◆ **DATA TO PROCESS**
-------------------------

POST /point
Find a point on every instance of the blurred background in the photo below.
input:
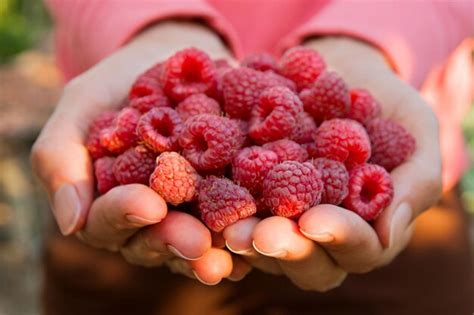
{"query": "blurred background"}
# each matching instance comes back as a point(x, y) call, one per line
point(29, 88)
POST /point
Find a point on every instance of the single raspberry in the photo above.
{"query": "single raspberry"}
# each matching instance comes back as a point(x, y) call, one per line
point(370, 191)
point(251, 165)
point(326, 98)
point(291, 188)
point(210, 142)
point(335, 180)
point(197, 104)
point(274, 116)
point(222, 203)
point(189, 71)
point(363, 106)
point(134, 166)
point(95, 148)
point(287, 150)
point(174, 179)
point(302, 65)
point(391, 143)
point(304, 130)
point(104, 175)
point(121, 135)
point(343, 140)
point(159, 129)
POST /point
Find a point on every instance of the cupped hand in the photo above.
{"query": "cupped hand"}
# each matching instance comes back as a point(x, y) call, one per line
point(328, 242)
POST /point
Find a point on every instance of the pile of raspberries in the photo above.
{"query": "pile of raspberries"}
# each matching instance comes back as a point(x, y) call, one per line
point(265, 138)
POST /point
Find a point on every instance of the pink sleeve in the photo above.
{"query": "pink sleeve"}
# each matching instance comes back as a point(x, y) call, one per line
point(87, 31)
point(415, 35)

-------------------------

◆ **TASK**
Copy the records above word for word, leaving out the picture.

◆ **FINAL ANSWER**
POST /point
Find a point on every instance of the blurred background in the photo below.
input:
{"query": "blurred background"}
# each matching instance comes back as a point(x, y) call, one per line
point(29, 88)
POST /point
Find a point on every instance of the single raspberry in the photo above.
{"query": "single raspberry"}
# each matching instance comes back as a point(x, y) call, one per line
point(370, 191)
point(251, 165)
point(326, 98)
point(291, 188)
point(210, 142)
point(335, 180)
point(197, 104)
point(274, 116)
point(222, 203)
point(189, 71)
point(363, 106)
point(134, 166)
point(95, 148)
point(287, 150)
point(174, 179)
point(302, 65)
point(391, 143)
point(304, 130)
point(104, 175)
point(121, 135)
point(343, 140)
point(159, 129)
POST /point
Find a point on every instance of the cupped hand in the photo above.
{"query": "cupped hand"}
# each matching instance comes back as a point(x, y) call, one per line
point(328, 242)
POST /point
Find a point on every instance of the pile of raspberries in the photo above.
{"query": "pile of raspberries"}
# each matching instance comes back as a point(x, y) call, one per line
point(265, 138)
POST /point
Find a point on every instance of the pink sleeve in the photo above.
{"query": "pink sleeve"}
# each matching instance comes back as a point(x, y) call, one per line
point(87, 31)
point(415, 35)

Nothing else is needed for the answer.